■ Input ■
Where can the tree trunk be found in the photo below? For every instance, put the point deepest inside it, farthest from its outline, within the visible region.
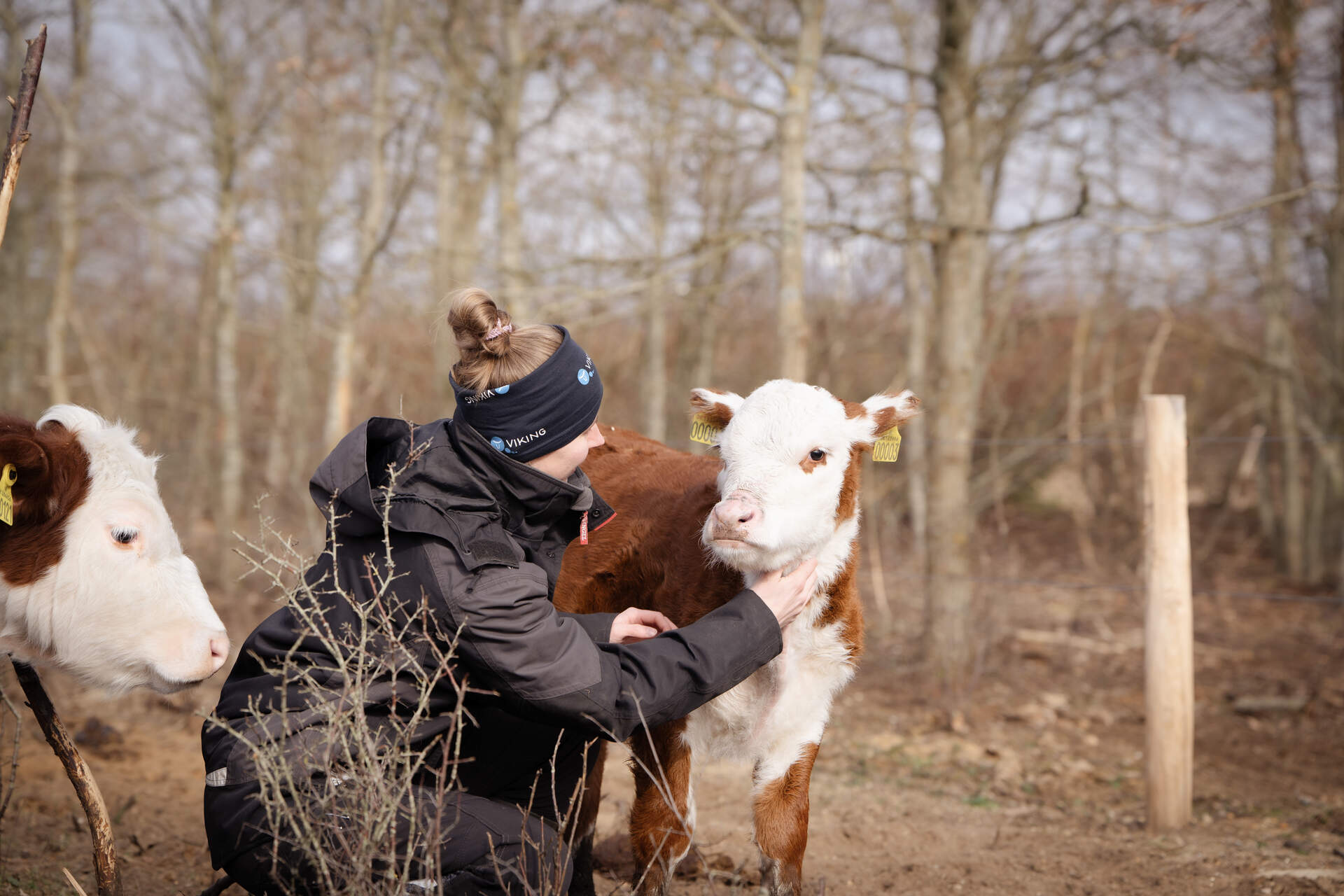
(1278, 293)
(375, 210)
(914, 270)
(225, 153)
(961, 261)
(793, 144)
(454, 261)
(655, 384)
(1074, 424)
(507, 131)
(67, 206)
(305, 187)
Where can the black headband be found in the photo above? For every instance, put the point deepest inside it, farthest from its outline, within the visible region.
(545, 410)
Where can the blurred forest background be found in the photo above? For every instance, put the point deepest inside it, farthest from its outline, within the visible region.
(237, 220)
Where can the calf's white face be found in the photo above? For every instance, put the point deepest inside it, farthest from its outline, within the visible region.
(790, 469)
(96, 578)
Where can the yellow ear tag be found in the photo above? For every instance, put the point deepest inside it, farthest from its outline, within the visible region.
(886, 449)
(8, 477)
(704, 431)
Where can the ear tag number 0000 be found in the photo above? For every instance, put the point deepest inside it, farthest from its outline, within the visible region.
(7, 477)
(886, 449)
(704, 431)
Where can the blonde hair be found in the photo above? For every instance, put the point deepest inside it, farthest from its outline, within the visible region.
(488, 362)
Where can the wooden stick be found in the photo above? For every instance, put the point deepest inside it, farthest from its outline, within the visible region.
(19, 124)
(100, 825)
(1168, 633)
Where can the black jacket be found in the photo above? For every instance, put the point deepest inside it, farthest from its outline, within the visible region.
(477, 540)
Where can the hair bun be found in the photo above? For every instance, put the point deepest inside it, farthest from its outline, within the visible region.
(480, 327)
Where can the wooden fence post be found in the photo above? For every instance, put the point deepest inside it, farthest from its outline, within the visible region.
(1168, 629)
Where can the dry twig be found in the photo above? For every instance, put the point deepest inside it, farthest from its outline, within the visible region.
(19, 124)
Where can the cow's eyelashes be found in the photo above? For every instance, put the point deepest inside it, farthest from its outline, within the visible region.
(124, 535)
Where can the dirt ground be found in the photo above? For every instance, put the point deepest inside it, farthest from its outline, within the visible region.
(1034, 788)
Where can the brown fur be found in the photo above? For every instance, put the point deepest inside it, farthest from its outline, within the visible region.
(781, 825)
(844, 605)
(651, 556)
(52, 481)
(850, 488)
(657, 832)
(888, 416)
(714, 413)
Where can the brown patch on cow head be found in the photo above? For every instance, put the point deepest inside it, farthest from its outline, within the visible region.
(52, 481)
(781, 824)
(714, 413)
(850, 488)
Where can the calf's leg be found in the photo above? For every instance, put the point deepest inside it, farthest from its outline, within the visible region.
(663, 816)
(582, 825)
(781, 824)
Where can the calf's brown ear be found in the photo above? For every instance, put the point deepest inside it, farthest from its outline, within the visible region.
(51, 469)
(889, 412)
(714, 406)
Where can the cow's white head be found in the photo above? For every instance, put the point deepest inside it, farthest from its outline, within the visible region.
(790, 485)
(92, 574)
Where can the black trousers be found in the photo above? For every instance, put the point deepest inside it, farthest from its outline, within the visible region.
(503, 841)
(492, 848)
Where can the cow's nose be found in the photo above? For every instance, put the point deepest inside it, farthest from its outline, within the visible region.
(734, 512)
(218, 653)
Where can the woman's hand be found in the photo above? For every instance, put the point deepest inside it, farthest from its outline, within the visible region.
(787, 594)
(636, 625)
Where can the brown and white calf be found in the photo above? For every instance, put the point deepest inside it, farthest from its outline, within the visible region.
(92, 574)
(785, 486)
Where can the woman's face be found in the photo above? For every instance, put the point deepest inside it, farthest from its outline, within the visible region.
(562, 463)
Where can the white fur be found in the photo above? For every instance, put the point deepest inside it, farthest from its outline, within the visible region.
(774, 715)
(116, 615)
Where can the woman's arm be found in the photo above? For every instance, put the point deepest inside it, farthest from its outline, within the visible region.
(521, 647)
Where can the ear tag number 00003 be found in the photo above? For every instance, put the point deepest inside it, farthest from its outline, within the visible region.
(704, 431)
(886, 449)
(7, 477)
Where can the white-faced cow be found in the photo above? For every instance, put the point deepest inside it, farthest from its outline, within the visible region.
(92, 574)
(784, 486)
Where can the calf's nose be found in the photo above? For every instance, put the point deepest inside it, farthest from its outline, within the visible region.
(734, 512)
(218, 653)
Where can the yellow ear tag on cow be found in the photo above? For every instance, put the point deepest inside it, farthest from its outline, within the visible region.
(705, 431)
(886, 449)
(8, 477)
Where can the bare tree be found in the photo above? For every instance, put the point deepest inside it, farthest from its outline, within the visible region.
(67, 206)
(374, 227)
(1280, 355)
(793, 118)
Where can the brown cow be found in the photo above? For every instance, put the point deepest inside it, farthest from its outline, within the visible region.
(689, 532)
(92, 574)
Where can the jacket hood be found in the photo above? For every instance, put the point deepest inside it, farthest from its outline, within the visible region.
(449, 482)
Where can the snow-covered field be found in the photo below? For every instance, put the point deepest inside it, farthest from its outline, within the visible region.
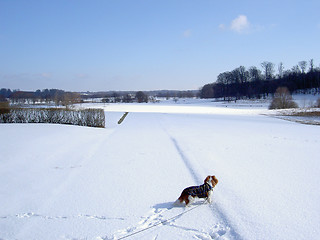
(70, 182)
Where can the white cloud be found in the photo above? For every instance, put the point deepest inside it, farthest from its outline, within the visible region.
(187, 33)
(240, 24)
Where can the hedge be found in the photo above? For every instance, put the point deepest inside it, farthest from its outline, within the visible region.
(85, 117)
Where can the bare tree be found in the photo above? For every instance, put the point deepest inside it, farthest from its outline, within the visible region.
(311, 65)
(268, 68)
(280, 69)
(282, 99)
(303, 66)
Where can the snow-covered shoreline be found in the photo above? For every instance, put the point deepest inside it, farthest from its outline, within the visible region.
(69, 182)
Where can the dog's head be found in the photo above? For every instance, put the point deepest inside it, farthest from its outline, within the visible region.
(212, 180)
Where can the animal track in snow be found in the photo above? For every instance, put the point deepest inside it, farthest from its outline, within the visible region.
(35, 215)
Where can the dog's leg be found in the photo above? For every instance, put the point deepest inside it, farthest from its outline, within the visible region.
(209, 198)
(189, 200)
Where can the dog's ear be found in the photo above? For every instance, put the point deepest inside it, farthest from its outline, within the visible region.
(214, 179)
(207, 179)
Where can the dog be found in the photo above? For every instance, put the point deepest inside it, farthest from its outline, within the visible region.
(203, 191)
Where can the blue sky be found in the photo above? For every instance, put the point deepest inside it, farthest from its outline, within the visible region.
(80, 45)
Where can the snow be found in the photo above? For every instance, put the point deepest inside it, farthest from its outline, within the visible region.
(71, 182)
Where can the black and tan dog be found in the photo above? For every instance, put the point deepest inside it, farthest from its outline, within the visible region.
(203, 191)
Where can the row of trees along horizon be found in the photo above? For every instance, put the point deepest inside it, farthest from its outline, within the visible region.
(60, 97)
(255, 83)
(236, 84)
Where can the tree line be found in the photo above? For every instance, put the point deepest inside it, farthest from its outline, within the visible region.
(258, 83)
(59, 97)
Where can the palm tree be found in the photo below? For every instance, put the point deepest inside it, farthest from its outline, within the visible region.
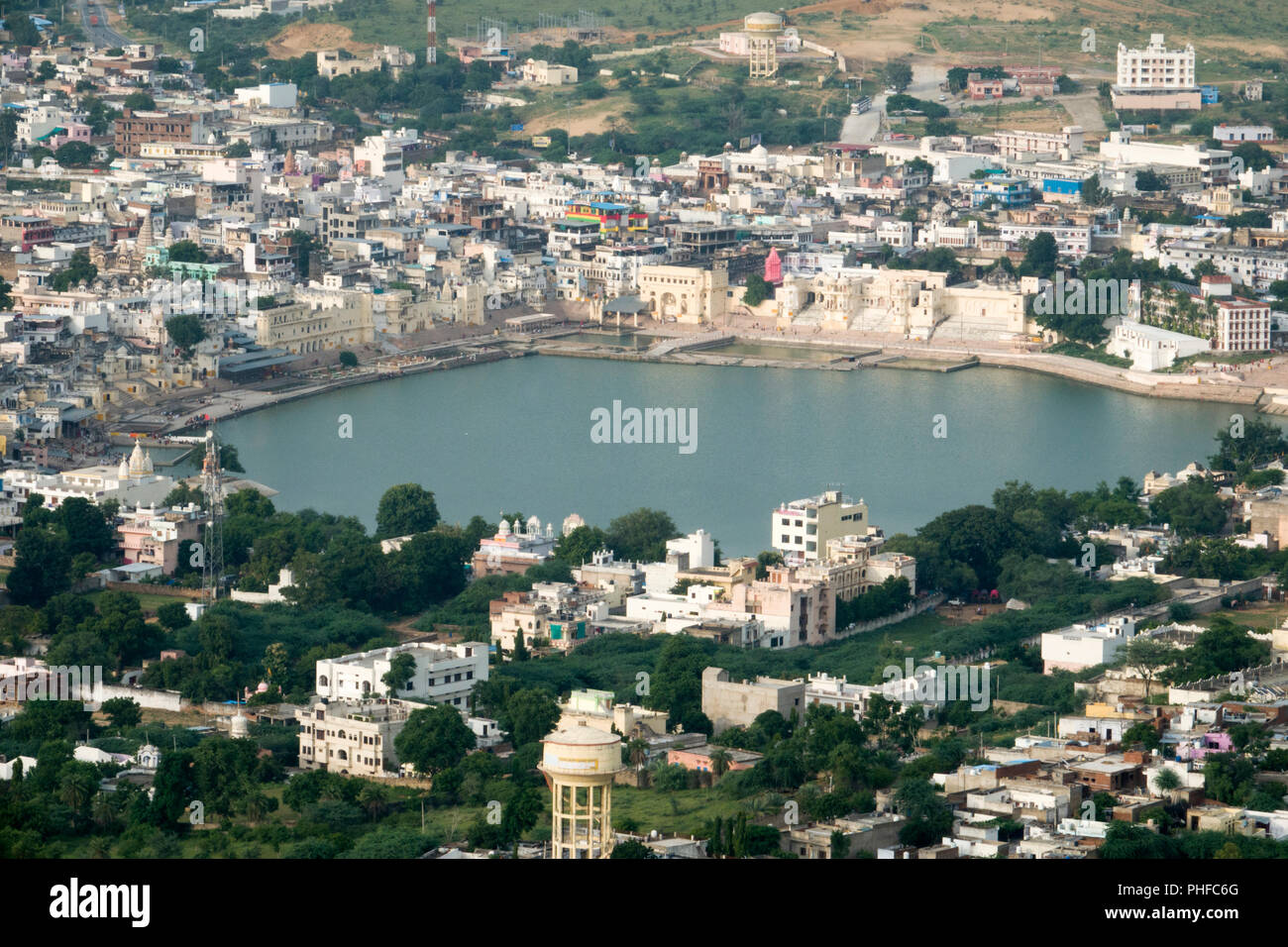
(375, 799)
(638, 751)
(76, 789)
(720, 762)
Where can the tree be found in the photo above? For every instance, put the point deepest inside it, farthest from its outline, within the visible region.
(433, 740)
(928, 818)
(580, 545)
(1190, 508)
(642, 535)
(42, 566)
(140, 102)
(185, 330)
(520, 813)
(1166, 781)
(1041, 257)
(402, 669)
(758, 290)
(898, 75)
(677, 682)
(429, 569)
(1147, 656)
(631, 849)
(123, 711)
(840, 844)
(187, 252)
(720, 762)
(75, 155)
(528, 715)
(86, 527)
(172, 616)
(1093, 193)
(1253, 442)
(78, 269)
(406, 509)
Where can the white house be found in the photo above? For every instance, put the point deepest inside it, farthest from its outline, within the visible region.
(445, 674)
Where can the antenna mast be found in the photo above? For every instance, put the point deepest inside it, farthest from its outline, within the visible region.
(213, 558)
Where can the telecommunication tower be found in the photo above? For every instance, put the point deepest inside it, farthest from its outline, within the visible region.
(432, 52)
(213, 538)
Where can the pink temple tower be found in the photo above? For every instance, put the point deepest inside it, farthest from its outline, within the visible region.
(773, 268)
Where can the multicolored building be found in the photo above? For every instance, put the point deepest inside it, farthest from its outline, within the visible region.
(612, 217)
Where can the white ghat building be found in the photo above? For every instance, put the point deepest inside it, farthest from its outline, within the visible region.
(1149, 347)
(132, 482)
(445, 674)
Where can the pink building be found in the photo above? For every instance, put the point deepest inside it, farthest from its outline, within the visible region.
(804, 609)
(773, 268)
(699, 758)
(154, 538)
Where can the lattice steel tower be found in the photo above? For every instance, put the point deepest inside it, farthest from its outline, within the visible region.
(213, 538)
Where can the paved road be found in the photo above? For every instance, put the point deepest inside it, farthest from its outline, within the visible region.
(1085, 110)
(102, 35)
(862, 129)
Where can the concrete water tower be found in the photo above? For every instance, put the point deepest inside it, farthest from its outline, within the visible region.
(763, 31)
(580, 764)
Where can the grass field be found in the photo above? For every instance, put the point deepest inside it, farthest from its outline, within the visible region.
(150, 602)
(404, 20)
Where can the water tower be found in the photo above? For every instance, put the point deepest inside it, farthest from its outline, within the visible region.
(579, 764)
(763, 31)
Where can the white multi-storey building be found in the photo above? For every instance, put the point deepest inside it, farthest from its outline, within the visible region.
(1072, 240)
(1155, 65)
(802, 528)
(1249, 265)
(1065, 144)
(1086, 646)
(443, 674)
(1212, 162)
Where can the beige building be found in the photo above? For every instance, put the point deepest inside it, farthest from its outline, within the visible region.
(541, 72)
(863, 834)
(738, 703)
(599, 709)
(906, 302)
(316, 321)
(580, 764)
(686, 294)
(802, 528)
(352, 738)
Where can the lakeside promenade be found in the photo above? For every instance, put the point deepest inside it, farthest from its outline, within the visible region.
(450, 347)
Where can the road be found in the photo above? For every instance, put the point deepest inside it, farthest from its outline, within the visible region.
(862, 129)
(102, 35)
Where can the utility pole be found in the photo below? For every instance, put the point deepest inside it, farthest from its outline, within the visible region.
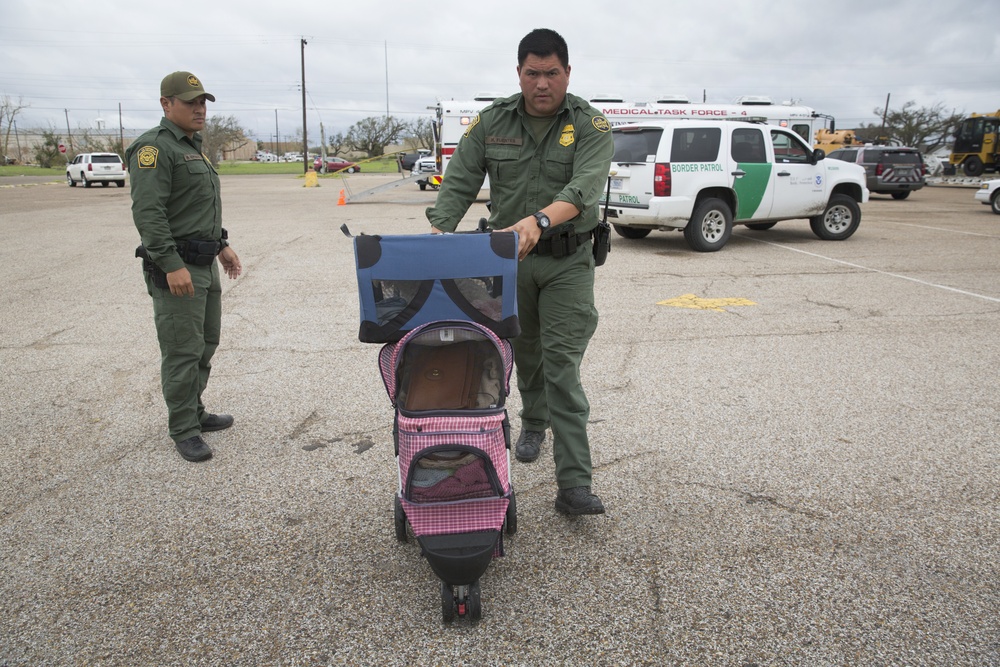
(69, 134)
(305, 140)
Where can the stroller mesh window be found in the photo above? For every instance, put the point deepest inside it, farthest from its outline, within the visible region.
(451, 369)
(449, 475)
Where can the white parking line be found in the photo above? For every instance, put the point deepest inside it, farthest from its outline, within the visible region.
(868, 268)
(937, 229)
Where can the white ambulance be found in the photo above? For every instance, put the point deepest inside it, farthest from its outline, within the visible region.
(704, 176)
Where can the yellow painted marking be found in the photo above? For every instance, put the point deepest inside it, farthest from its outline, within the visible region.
(698, 303)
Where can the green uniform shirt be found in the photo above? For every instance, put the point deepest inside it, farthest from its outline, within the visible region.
(569, 164)
(175, 192)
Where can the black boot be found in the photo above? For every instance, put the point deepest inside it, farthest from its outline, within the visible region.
(216, 423)
(194, 449)
(578, 500)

■ Exercise directions ■
Starting at the line that contains "Where can the yellow painted" and running through the last of the lines, add -101 to every coordinate in the points, then give that stretch of lines again in full.

■ The reply ■
Where can the yellow painted marking be found in the photo above? For every instance, put the point deepest inside it, farthest from its outline, within the visible region.
(597, 202)
Where can the green uniform shirt be found in the photo above? For every instance, put the point deepest inside it, farthest from its outline, within the visible region.
(468, 63)
(74, 91)
Where can the black boot be found in the photo above? For every instance, put the point deepest inside it, farthest from its outline, within the visible region.
(115, 322)
(93, 348)
(477, 399)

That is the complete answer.